(Rows from a pointing dataset)
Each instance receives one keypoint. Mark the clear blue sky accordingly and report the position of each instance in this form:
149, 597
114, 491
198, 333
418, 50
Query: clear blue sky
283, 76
* * *
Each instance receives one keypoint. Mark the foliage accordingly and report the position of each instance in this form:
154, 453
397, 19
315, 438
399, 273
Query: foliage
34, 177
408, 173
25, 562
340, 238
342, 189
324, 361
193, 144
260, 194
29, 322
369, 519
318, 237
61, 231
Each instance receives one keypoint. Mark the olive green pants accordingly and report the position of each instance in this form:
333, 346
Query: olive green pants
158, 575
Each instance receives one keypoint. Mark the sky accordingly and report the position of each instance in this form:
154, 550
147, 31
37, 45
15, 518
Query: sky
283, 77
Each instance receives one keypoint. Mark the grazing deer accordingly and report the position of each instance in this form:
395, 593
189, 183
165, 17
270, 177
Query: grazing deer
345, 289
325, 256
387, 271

→ **What is required**: Count the lines in the records that contain the word "position", treating uppercase and lowercase as different. Reply with the number alone.

→ **Result of the exercise**: 5